Natural-language object grounding data
:::
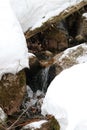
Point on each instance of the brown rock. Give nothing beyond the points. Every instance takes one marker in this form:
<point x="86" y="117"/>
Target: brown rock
<point x="12" y="90"/>
<point x="56" y="40"/>
<point x="82" y="29"/>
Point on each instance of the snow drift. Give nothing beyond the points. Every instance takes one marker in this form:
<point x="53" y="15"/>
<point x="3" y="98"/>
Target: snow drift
<point x="66" y="98"/>
<point x="33" y="13"/>
<point x="13" y="48"/>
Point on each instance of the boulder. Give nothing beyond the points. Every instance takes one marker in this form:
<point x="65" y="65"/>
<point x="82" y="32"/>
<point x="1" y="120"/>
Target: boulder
<point x="49" y="124"/>
<point x="82" y="28"/>
<point x="56" y="39"/>
<point x="12" y="90"/>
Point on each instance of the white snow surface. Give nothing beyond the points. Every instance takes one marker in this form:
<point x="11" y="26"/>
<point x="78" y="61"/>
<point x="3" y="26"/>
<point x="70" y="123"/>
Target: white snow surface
<point x="33" y="13"/>
<point x="66" y="98"/>
<point x="13" y="48"/>
<point x="34" y="125"/>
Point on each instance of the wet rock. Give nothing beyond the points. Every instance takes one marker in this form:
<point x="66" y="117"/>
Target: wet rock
<point x="56" y="39"/>
<point x="3" y="116"/>
<point x="12" y="91"/>
<point x="82" y="29"/>
<point x="70" y="57"/>
<point x="31" y="73"/>
<point x="49" y="124"/>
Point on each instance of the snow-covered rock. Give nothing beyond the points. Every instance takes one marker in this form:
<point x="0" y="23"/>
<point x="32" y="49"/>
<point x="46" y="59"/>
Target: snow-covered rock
<point x="2" y="116"/>
<point x="13" y="48"/>
<point x="66" y="98"/>
<point x="33" y="13"/>
<point x="34" y="125"/>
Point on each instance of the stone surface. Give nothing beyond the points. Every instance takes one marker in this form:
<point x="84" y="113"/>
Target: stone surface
<point x="82" y="29"/>
<point x="49" y="124"/>
<point x="56" y="39"/>
<point x="12" y="90"/>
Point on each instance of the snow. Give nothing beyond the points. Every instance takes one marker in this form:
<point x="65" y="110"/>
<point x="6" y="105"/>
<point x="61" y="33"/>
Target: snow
<point x="66" y="98"/>
<point x="34" y="125"/>
<point x="33" y="13"/>
<point x="13" y="48"/>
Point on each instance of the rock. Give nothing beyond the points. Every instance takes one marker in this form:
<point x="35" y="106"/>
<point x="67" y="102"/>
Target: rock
<point x="3" y="116"/>
<point x="70" y="57"/>
<point x="56" y="39"/>
<point x="82" y="29"/>
<point x="12" y="90"/>
<point x="50" y="124"/>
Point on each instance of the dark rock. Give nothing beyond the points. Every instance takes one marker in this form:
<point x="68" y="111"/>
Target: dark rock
<point x="50" y="124"/>
<point x="56" y="39"/>
<point x="12" y="91"/>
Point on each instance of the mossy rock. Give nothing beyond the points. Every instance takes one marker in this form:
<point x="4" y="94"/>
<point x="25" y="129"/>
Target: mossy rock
<point x="12" y="91"/>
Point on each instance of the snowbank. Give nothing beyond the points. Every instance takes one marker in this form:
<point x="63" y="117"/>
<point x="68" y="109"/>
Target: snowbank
<point x="66" y="98"/>
<point x="13" y="49"/>
<point x="33" y="13"/>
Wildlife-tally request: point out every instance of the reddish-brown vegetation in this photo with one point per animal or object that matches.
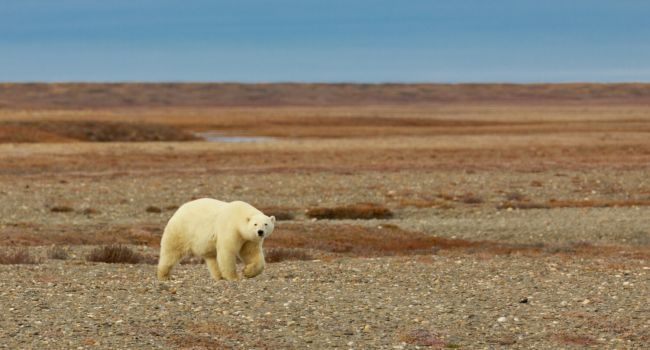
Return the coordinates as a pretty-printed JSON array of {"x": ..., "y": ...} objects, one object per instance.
[
  {"x": 585, "y": 203},
  {"x": 90, "y": 131},
  {"x": 115, "y": 254},
  {"x": 17, "y": 256},
  {"x": 354, "y": 211},
  {"x": 103, "y": 95},
  {"x": 273, "y": 255}
]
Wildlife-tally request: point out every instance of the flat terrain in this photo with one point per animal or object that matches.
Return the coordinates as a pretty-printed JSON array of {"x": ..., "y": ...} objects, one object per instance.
[{"x": 519, "y": 214}]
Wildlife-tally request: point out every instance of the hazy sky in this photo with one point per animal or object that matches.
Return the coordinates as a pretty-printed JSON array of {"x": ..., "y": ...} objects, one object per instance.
[{"x": 325, "y": 40}]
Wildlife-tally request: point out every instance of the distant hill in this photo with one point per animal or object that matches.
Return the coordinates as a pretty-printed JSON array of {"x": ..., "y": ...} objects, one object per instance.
[{"x": 108, "y": 95}]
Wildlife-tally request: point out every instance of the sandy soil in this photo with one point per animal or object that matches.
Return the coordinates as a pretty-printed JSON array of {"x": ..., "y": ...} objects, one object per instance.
[{"x": 515, "y": 225}]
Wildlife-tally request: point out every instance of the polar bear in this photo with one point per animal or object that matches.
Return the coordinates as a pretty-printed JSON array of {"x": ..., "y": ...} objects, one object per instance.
[{"x": 219, "y": 232}]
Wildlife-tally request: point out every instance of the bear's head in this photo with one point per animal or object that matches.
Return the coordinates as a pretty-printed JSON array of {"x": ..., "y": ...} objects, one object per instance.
[{"x": 259, "y": 226}]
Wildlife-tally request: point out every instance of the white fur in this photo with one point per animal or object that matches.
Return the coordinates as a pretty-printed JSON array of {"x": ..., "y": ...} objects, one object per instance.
[{"x": 219, "y": 232}]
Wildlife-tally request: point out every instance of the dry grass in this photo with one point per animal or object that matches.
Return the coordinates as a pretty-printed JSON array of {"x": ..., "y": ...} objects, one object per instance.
[
  {"x": 61, "y": 209},
  {"x": 575, "y": 339},
  {"x": 93, "y": 131},
  {"x": 423, "y": 337},
  {"x": 58, "y": 253},
  {"x": 115, "y": 254},
  {"x": 17, "y": 256},
  {"x": 281, "y": 214},
  {"x": 585, "y": 203},
  {"x": 273, "y": 255},
  {"x": 102, "y": 95},
  {"x": 356, "y": 211},
  {"x": 153, "y": 209}
]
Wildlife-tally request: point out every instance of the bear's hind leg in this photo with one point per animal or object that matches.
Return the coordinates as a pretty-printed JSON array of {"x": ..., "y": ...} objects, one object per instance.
[
  {"x": 253, "y": 257},
  {"x": 227, "y": 262},
  {"x": 213, "y": 267},
  {"x": 165, "y": 263}
]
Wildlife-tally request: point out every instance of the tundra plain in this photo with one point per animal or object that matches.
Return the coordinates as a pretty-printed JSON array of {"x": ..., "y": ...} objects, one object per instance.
[{"x": 412, "y": 216}]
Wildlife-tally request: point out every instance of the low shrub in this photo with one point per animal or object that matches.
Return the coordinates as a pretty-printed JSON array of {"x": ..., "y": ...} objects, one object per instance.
[
  {"x": 115, "y": 254},
  {"x": 18, "y": 256},
  {"x": 274, "y": 255}
]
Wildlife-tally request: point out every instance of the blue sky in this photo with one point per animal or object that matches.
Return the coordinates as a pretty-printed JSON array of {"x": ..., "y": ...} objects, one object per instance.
[{"x": 326, "y": 40}]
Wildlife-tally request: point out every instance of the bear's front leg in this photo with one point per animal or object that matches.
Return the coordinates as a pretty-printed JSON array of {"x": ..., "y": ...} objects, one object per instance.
[
  {"x": 253, "y": 257},
  {"x": 227, "y": 262},
  {"x": 213, "y": 267}
]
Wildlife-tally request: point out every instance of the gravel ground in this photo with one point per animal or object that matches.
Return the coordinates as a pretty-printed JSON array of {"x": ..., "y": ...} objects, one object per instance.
[
  {"x": 452, "y": 301},
  {"x": 453, "y": 298}
]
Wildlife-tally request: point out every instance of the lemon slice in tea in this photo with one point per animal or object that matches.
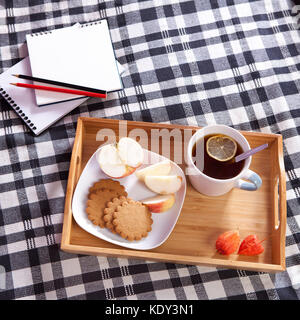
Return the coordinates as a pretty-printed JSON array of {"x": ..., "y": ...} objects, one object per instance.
[{"x": 221, "y": 147}]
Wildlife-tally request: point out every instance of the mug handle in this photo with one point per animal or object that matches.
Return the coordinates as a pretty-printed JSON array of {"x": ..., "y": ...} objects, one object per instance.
[{"x": 254, "y": 184}]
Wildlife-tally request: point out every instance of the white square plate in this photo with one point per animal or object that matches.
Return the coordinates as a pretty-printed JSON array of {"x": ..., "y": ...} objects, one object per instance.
[{"x": 163, "y": 223}]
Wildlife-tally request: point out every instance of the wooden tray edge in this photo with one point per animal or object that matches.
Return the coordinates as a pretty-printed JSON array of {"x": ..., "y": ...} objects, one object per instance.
[{"x": 170, "y": 258}]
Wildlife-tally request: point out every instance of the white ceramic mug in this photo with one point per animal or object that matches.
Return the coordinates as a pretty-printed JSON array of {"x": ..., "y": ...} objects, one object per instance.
[{"x": 216, "y": 187}]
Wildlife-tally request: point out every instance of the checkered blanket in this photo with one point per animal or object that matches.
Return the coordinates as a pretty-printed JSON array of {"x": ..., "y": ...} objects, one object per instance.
[{"x": 233, "y": 62}]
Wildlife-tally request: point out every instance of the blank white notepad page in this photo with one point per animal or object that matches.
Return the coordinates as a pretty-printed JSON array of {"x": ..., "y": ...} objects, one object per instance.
[{"x": 81, "y": 56}]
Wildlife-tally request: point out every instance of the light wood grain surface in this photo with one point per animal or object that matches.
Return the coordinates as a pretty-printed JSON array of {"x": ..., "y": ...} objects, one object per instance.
[{"x": 203, "y": 218}]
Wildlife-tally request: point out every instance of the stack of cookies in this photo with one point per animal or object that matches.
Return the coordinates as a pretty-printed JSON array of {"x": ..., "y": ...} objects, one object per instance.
[{"x": 109, "y": 207}]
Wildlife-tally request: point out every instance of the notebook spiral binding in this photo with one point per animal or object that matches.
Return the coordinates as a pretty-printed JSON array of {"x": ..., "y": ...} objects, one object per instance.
[
  {"x": 90, "y": 24},
  {"x": 17, "y": 109},
  {"x": 40, "y": 33}
]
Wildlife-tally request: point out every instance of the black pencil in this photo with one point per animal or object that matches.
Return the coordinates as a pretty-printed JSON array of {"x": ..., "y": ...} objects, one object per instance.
[{"x": 58, "y": 83}]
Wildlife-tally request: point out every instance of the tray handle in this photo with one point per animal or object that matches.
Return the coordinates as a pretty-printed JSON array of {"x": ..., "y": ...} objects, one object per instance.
[{"x": 280, "y": 217}]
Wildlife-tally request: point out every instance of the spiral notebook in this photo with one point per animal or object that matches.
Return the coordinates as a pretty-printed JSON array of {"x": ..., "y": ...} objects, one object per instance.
[
  {"x": 23, "y": 100},
  {"x": 81, "y": 55}
]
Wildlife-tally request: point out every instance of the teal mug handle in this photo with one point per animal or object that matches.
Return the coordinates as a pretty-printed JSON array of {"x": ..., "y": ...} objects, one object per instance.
[{"x": 254, "y": 183}]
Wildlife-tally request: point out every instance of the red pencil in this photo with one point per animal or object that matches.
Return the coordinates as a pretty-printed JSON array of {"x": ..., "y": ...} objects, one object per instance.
[{"x": 71, "y": 91}]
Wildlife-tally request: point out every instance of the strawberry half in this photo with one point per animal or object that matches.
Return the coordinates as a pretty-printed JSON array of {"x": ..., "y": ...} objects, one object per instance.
[
  {"x": 251, "y": 246},
  {"x": 228, "y": 242}
]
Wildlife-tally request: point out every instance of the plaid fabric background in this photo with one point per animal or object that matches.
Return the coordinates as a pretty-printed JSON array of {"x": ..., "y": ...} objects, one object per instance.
[{"x": 233, "y": 62}]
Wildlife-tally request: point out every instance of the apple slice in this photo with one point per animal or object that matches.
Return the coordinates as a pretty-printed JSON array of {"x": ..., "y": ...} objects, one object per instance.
[
  {"x": 162, "y": 168},
  {"x": 160, "y": 203},
  {"x": 163, "y": 184},
  {"x": 116, "y": 162},
  {"x": 130, "y": 152}
]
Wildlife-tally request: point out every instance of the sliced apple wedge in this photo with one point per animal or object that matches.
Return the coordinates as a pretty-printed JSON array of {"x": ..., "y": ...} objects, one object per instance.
[
  {"x": 130, "y": 152},
  {"x": 160, "y": 203},
  {"x": 162, "y": 168},
  {"x": 116, "y": 162},
  {"x": 163, "y": 184}
]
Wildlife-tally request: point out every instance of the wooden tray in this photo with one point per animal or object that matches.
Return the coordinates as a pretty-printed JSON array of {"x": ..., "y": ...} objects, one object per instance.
[{"x": 202, "y": 218}]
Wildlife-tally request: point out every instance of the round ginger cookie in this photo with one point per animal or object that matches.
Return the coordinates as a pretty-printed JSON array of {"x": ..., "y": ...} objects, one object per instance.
[
  {"x": 109, "y": 211},
  {"x": 132, "y": 220},
  {"x": 108, "y": 184},
  {"x": 97, "y": 203}
]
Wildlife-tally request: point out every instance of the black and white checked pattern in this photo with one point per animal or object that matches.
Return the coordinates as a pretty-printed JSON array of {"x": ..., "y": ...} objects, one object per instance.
[{"x": 234, "y": 62}]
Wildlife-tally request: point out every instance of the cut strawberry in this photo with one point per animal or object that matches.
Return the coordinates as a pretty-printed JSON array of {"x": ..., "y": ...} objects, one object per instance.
[
  {"x": 251, "y": 246},
  {"x": 228, "y": 242}
]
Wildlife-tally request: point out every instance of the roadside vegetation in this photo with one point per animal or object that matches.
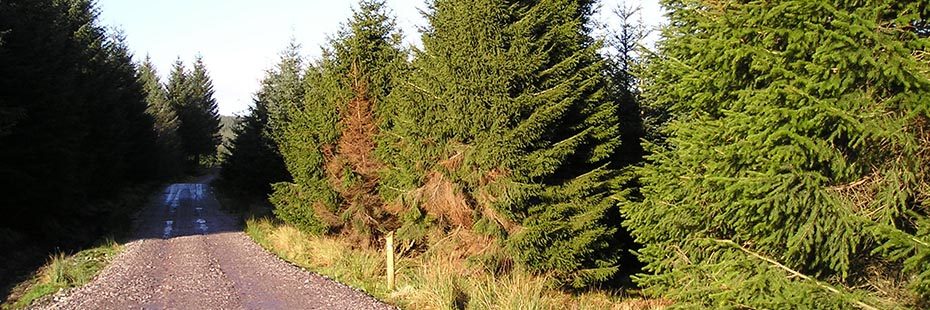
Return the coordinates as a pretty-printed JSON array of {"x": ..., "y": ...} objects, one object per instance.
[
  {"x": 61, "y": 272},
  {"x": 761, "y": 155},
  {"x": 86, "y": 135},
  {"x": 442, "y": 278}
]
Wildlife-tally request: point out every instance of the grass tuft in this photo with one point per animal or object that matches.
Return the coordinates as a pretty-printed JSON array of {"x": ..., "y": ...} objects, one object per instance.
[
  {"x": 63, "y": 272},
  {"x": 440, "y": 278}
]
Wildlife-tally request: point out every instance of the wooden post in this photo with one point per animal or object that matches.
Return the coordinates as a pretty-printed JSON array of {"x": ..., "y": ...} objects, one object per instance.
[{"x": 389, "y": 250}]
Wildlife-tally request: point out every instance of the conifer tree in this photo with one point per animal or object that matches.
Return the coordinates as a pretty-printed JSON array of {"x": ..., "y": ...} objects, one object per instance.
[
  {"x": 191, "y": 96},
  {"x": 255, "y": 162},
  {"x": 336, "y": 175},
  {"x": 797, "y": 154},
  {"x": 504, "y": 126},
  {"x": 204, "y": 112},
  {"x": 73, "y": 127},
  {"x": 166, "y": 120}
]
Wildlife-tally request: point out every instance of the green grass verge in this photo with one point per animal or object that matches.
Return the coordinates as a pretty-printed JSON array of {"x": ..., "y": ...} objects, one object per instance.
[{"x": 63, "y": 272}]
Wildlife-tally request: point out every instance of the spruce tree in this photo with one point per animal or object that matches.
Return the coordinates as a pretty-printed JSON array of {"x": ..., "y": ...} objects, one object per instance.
[
  {"x": 796, "y": 155},
  {"x": 166, "y": 120},
  {"x": 191, "y": 96},
  {"x": 204, "y": 113},
  {"x": 254, "y": 161},
  {"x": 72, "y": 126},
  {"x": 336, "y": 174},
  {"x": 504, "y": 127}
]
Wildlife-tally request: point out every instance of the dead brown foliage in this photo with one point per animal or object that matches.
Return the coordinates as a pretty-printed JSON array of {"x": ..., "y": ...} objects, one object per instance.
[
  {"x": 440, "y": 198},
  {"x": 353, "y": 153}
]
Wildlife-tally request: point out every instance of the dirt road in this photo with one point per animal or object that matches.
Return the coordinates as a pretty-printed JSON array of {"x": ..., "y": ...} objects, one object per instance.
[{"x": 188, "y": 254}]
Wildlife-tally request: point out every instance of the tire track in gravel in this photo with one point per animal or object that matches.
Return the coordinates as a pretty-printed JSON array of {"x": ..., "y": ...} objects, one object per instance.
[{"x": 188, "y": 254}]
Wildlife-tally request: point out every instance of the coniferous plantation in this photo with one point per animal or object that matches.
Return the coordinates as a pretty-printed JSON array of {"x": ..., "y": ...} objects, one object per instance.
[
  {"x": 84, "y": 131},
  {"x": 758, "y": 155}
]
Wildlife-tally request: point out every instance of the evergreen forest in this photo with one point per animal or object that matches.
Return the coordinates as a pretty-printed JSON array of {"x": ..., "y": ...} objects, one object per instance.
[
  {"x": 85, "y": 131},
  {"x": 757, "y": 155}
]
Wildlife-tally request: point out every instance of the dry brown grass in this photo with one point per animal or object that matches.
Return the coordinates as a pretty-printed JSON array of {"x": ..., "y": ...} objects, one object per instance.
[{"x": 440, "y": 278}]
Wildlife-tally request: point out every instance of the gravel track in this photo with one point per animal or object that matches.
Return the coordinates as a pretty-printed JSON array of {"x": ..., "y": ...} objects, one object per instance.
[{"x": 188, "y": 254}]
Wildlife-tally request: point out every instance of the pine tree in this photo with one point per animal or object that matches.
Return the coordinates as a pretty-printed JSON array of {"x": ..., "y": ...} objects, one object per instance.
[
  {"x": 797, "y": 153},
  {"x": 513, "y": 135},
  {"x": 166, "y": 120},
  {"x": 336, "y": 174}
]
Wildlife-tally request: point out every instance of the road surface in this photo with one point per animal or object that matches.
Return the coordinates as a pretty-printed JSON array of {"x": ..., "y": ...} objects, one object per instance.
[{"x": 188, "y": 254}]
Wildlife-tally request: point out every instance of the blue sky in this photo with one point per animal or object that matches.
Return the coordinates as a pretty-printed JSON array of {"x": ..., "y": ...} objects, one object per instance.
[{"x": 240, "y": 39}]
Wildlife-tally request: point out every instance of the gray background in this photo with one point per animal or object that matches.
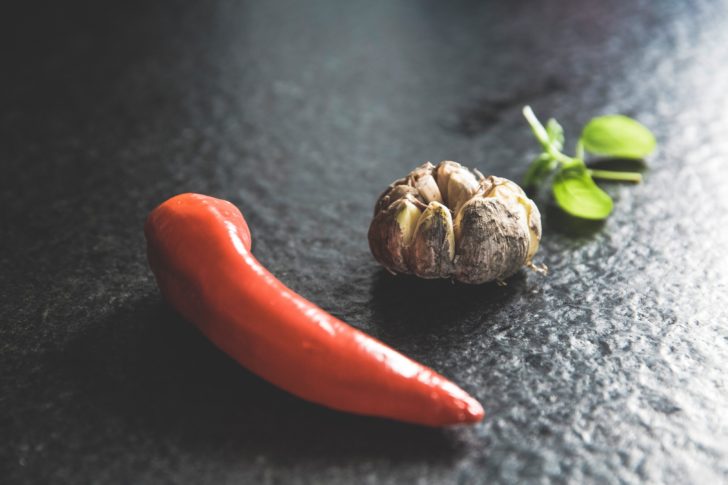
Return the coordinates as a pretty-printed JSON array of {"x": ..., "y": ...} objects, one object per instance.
[{"x": 611, "y": 369}]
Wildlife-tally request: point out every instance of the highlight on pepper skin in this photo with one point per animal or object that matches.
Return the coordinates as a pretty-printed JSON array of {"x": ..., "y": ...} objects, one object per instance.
[{"x": 199, "y": 251}]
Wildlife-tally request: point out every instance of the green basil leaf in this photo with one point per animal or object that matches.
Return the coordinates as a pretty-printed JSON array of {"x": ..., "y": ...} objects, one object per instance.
[
  {"x": 618, "y": 136},
  {"x": 556, "y": 134},
  {"x": 538, "y": 170},
  {"x": 576, "y": 193}
]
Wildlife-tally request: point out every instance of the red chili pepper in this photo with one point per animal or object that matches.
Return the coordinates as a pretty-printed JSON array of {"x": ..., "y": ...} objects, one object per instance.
[{"x": 199, "y": 251}]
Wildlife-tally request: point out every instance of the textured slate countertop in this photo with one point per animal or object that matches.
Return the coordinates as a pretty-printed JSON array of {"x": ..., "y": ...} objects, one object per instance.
[{"x": 611, "y": 369}]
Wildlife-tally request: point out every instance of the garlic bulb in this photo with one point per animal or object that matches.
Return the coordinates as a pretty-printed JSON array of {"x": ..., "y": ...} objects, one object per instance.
[{"x": 446, "y": 221}]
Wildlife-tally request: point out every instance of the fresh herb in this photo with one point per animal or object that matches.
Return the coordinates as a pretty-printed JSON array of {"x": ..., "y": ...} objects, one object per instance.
[{"x": 572, "y": 182}]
:::
> **Required work**: Write out each line of the data that holds the string "black".

> **Response to this task**:
Wildlife-tally request: point out every instance of the black pencil in this photo with one point per animal or object that matches.
Wildlife-tally request: point out every instance of the black and white checked pattern in this photo with one point per animal or object that matches.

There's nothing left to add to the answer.